### Directions
When you reach the line containing "Phrase: grass", repeat it and every line after it exactly, stopping only at the end of the listing.

### Extracted records
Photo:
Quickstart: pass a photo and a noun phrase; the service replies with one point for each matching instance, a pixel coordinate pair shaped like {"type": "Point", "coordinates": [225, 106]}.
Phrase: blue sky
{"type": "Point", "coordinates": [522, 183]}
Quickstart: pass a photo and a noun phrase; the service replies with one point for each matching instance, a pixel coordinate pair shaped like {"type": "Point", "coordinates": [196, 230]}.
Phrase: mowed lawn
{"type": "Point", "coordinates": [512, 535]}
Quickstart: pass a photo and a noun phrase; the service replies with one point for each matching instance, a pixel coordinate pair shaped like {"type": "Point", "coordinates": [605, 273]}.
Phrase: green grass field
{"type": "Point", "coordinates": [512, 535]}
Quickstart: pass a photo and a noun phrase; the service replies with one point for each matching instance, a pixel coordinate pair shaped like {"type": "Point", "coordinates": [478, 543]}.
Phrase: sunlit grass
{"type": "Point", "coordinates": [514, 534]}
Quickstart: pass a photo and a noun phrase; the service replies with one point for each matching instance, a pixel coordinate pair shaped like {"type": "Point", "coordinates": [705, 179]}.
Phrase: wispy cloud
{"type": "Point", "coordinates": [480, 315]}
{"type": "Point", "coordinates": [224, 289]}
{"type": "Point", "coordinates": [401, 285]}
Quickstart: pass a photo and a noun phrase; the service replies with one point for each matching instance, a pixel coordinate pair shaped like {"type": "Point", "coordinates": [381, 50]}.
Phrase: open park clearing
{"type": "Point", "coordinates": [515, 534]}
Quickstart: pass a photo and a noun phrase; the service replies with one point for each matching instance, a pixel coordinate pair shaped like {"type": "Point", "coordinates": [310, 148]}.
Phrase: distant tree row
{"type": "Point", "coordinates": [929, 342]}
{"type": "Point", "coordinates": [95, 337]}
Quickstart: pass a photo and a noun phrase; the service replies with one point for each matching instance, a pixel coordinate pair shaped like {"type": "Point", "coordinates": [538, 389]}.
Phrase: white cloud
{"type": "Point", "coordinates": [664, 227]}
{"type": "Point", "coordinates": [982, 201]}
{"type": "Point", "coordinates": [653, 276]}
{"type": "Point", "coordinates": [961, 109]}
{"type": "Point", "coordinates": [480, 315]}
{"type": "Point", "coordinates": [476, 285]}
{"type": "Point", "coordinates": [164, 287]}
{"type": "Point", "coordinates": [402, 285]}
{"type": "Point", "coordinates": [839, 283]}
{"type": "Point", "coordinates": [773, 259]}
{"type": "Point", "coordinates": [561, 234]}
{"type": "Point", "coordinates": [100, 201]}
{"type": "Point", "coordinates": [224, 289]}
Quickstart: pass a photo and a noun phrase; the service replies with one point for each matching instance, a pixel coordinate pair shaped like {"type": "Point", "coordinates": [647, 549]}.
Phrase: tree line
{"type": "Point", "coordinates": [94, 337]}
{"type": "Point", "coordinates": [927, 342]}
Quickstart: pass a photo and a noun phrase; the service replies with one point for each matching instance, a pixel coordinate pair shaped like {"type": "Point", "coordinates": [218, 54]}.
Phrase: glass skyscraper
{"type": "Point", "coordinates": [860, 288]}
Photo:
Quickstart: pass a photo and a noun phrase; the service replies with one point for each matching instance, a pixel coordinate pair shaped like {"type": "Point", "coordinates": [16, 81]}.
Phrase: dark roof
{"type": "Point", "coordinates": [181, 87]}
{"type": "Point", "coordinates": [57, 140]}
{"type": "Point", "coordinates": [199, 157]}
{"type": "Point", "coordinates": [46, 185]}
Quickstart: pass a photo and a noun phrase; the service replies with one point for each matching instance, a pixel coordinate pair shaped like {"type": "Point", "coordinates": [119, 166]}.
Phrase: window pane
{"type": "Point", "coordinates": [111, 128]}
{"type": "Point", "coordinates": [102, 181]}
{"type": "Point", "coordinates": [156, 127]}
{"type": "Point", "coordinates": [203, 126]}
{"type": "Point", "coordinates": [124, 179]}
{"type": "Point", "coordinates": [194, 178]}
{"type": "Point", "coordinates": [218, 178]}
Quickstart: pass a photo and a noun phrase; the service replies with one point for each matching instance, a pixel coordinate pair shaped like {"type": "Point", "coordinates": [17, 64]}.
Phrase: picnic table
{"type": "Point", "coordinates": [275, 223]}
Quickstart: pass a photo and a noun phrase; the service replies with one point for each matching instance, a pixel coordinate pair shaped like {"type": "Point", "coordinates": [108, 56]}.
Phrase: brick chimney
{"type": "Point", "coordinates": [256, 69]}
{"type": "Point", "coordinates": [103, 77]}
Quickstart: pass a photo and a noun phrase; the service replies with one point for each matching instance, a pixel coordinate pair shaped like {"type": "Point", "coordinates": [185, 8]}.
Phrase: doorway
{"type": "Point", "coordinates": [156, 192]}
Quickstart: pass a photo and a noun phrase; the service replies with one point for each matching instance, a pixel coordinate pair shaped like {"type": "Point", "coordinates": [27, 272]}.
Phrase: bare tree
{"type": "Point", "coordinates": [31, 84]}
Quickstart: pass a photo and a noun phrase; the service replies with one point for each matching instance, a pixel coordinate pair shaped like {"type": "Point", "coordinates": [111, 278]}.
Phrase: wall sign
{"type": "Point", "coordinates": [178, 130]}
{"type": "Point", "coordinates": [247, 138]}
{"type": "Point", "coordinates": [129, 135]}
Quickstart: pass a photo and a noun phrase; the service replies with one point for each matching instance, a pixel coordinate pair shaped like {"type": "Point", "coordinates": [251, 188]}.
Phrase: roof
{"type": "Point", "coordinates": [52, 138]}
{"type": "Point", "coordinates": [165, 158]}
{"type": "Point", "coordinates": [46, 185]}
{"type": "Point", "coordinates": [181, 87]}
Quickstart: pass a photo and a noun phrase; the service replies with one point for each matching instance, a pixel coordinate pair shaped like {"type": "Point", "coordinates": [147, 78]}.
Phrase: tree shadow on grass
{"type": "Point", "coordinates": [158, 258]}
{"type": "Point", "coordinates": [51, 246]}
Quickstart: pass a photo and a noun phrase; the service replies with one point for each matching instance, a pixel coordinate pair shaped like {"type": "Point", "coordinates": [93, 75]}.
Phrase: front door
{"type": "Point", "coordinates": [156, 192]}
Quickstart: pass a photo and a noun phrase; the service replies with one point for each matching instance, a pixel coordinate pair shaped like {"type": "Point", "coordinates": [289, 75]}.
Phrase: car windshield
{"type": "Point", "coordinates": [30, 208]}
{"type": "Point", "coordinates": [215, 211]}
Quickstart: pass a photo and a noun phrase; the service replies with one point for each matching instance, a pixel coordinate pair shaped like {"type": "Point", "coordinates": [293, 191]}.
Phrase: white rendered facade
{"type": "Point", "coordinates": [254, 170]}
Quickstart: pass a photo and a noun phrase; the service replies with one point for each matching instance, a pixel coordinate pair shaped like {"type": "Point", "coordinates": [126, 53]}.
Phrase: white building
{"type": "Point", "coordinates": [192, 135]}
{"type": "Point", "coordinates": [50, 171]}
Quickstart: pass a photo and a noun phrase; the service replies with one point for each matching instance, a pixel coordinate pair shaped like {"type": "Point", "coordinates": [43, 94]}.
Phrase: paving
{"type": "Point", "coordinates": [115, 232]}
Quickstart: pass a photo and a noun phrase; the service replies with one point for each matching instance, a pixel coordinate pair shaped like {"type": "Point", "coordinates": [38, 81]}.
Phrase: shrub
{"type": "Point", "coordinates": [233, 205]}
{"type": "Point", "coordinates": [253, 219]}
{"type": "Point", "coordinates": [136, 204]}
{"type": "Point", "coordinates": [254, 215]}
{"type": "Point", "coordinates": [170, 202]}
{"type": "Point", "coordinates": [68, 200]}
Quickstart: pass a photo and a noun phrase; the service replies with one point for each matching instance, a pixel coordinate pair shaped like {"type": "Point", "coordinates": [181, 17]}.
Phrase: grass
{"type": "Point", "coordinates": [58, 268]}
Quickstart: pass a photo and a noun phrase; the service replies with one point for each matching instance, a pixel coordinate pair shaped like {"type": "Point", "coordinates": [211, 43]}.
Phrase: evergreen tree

### Exercise response
Phrase: grass
{"type": "Point", "coordinates": [58, 268]}
Quickstart: pass a photo and a noun phrase; the service replies with one point for each matching instance, a pixel coordinate pair shaped like {"type": "Point", "coordinates": [211, 43]}.
Phrase: evergreen tree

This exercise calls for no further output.